» Текст для изучения
■ ■ ■ ■ ■ ■ ■

В одном романе мы вместе с американским рабочим и сопровождающим его советским инженером совершаем путешествие по обжитому, механизированному Северу ("Под небом Арктики"). В другом вместе с героями, которые ищут и никак не могут встретить друг друга, попадаем на внеземную орбитальную лабораторию ("Звезда КЭЦ"). Мы видим удивительные технические достижения, в людей - деловито нажимающими кнопки, борющимися с природой, занимающимися исследованиями. О чем они думают, о чем спорят, как относятся друг к другу? Какой вообще будет человеческая жизнь, когда в ней не станет межпланетных гангстеров-бизнесменов ("Продавец воздуха") и новоявленных рабовладельцев ("Человек-амфибия"), претендентов на мировое господство ("Властелин мира") и врачей-преступников ("Голова профессора Доуэля")? Неужели тогда останется только показывать успехи свободного труда да по случайности попадать в приключения?
Задавая вопрос об особенностях человеческих отношений при коммунизме, Беляев и не мог получить более конкретного ответа, чем о борьбе нового со старым, потому что эти отношения только-только начинали зарождаться, их нельзя было целиком предугадать - писатель сам должен был сделаться их разведчиком, его работа была "на стыке" теории научного коммунизма с живым художественным исследованием советской жизни. Беляев же надеялся построить модель социального будущего тем же методом умозрительной экстраполяции ("...автор, - писал он, - на свой страх и риск, принужден экстраполировать законы диалектического развития"), что он освоил в своих технических и естественнонаучных утопиях. Для социально-фантастического романа такой путь был малопригоден. В социальную теорию живая действительность вносит поправки более сложные и неожиданные, чем в естественнонаучную. В воображаемой картине социального будущего оказывалось чересчур много неизвестных величин. Фантаст, не располагая конкретными новыми идеями, вынужден был возвращаться к общим местам о "борьбе противоположностей" и "отрицании отрицания". Задача Беляева осложнялась еще и в связи с тем, что писатель обращался к сравнительно близкому будущему. Там, справедливо замечал он, люди должны "больше напоминать современников, чем людей будущего". Только сравнение с живой действительностью могло дать меру этого сходства и различия.
Трудность, таким образом, состояла не в "художественном оформлении", но в том, чтобы поднять социальную фантазию на более точный, более научный уровень. Беляев же склонен был несколько механически переносить в будущее свои наблюдения над современностью. "В одном романе о будущем, - писал он, - я поставил целью показать многообразие вкусов человека будущего. Никаких стандартов в быту... одних героев я изображаю как любителей ультрамодернизированной домашней обстановки - мебели и пр., других любителями старинной мебели". Казалось бы, все верно: каждому по потребности. Но ведь расцвет высших потребностей, весьма возможно, поведет как раз к известной стандартизации низших, о которых говорит Беляев. Беляев механически прилагал "теорию будущего" к современному быту, тогда как между ними сложная, диалектическая связь. Необходимо было понять, что с удовлетворением самых насущных бытовых потребностей совершенней станут духовные идеалы.

■ ■ ■ ■ ■ ■ ■

» Набор данных
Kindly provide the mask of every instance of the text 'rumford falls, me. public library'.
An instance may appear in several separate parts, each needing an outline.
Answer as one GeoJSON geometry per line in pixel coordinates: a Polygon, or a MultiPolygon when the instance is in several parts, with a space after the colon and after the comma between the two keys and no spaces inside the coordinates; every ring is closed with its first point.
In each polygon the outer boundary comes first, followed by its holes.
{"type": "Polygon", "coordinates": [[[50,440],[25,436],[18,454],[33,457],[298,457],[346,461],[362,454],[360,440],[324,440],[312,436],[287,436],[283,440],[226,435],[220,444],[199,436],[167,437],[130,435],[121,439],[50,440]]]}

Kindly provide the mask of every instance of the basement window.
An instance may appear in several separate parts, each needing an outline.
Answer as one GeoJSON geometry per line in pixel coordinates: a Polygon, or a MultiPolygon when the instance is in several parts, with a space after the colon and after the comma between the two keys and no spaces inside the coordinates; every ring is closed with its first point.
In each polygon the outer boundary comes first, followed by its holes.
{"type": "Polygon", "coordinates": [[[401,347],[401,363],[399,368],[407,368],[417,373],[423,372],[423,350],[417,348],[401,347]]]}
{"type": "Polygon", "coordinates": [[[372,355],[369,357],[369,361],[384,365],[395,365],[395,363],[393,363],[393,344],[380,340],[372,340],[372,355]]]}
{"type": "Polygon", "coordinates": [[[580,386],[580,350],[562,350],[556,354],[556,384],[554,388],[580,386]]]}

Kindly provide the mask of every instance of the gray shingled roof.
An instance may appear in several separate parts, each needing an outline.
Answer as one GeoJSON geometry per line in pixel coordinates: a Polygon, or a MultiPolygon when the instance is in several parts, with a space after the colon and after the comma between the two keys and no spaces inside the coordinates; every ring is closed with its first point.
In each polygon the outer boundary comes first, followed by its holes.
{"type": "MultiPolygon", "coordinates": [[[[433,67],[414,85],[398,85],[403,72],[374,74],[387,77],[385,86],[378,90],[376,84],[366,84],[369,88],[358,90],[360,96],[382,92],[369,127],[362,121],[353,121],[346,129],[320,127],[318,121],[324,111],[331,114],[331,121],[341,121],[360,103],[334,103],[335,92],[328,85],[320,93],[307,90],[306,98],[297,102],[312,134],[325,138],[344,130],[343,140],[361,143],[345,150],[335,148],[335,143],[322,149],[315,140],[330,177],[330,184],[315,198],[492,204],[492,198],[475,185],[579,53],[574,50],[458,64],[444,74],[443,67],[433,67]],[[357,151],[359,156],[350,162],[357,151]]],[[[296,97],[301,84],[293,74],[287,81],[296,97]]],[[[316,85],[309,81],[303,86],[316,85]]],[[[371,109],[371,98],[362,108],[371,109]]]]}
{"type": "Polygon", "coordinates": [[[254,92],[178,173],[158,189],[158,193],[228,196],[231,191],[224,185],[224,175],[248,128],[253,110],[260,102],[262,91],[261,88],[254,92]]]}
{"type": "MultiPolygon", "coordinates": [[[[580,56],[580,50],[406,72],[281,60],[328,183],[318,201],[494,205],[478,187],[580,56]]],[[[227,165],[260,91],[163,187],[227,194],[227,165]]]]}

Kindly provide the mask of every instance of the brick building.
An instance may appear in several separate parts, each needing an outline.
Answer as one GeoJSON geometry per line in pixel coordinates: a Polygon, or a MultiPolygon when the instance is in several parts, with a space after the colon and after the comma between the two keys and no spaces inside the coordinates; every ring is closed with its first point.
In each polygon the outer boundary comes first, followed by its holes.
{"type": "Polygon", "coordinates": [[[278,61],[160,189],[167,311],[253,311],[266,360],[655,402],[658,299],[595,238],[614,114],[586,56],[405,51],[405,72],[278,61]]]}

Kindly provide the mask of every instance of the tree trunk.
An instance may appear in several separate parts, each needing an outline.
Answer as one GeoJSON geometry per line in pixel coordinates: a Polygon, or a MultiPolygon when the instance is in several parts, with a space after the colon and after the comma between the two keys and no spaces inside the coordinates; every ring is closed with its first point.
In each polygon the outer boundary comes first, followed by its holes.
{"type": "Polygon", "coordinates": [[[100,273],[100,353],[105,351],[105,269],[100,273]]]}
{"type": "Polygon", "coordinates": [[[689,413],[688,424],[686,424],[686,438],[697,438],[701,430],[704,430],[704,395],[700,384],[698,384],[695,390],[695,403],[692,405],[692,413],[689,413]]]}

■ ■ ■ ■ ■ ■ ■

» Задания
1 > Установите, соответствуют ли тексту о социальной фантастике Беляева следующие утверждения. (a) Модель социального будущего Беляев рассчитывал построить методом умозрительной экстраполяции. (b) Путешествие по механизированному Северу описано в романе «Звезда КЭЦ». (c) По словам Беляева, люди близкого будущего должны больше походить на людей будущего, чем на современников. Для каждого утверждения ответьте «да» или «нет» и приведите точную цитату из текста, на которой основан ответ.
2 > Выпишите все названия романов, которые в тексте о социальной фантастике Беляева указаны в скобках.
3 > Допишите текст о социальной фантастике Беляева, начав сразу после его последнего предложения.
Данные никак не связаны с текстом о социальной фантастике Беляева.

» Ответы по заданиям
1 >
(a) Да: «Беляев же надеялся построить модель социального будущего тем же методом умозрительной экстраполяции».
(b) Нет: «совершаем путешествие по обжитому, механизированному Северу ("Под небом Арктики")».
(c) Нет: «больше напоминать современников, чем людей будущего».

2 > «Под небом Арктики», «Звезда КЭЦ», «Продавец воздуха», «Человек-амфибия», «Властелин мира», «Голова профессора Доуэля».

3 >
Беляев не мельчил идеал. Это, говорил он, "социалистическое отношение к труду, государству и общественной собственности, любовь к родине, готовность к самопожертвованию во имя ее, героизм". Он крупным планом видел основу, на которой разовьется человек будущего, и у него были интересные соображения о психотипе этого человека. В повести "Золотая гора" (1929) журналист-американец, наблюдая сотрудников советской научной лаборатории, "все больше удивлялся этим людям. Их психология казалась ему необычной. Быть может, это психология будущего человека? Эта глубина переживаний и вместе с тем умение быстро переключить свое внимание на другое, сосредоточить все свои душевные силы на одном предмете...".
Но отдельные догадки и декларации Беляева оказались художественно не реализованными. Объясняя, почему в "Лаборатории Дубльвэ" он не решился "дать характеристики людей" и вместо того перенес внимание "на описание городов будущего", Беляев признавался, что у него оказалось "недостаточно материала". Вероятно, писатель хуже знал тех своих современников, кто шел в Завтра. Ведь в своих прежних сюжетах он привык к иному герою. Но дело было не только в его личных возможностях, а и в небольшом в то время историческом опыте советской действительности. Дальнейший шаг в осмыслении человека и общества будущего сделан был советской научно-фантастической литературой уже в каше время. Но мы будем помнить, что на этом пути Александр Беляев выступил первопроходцем.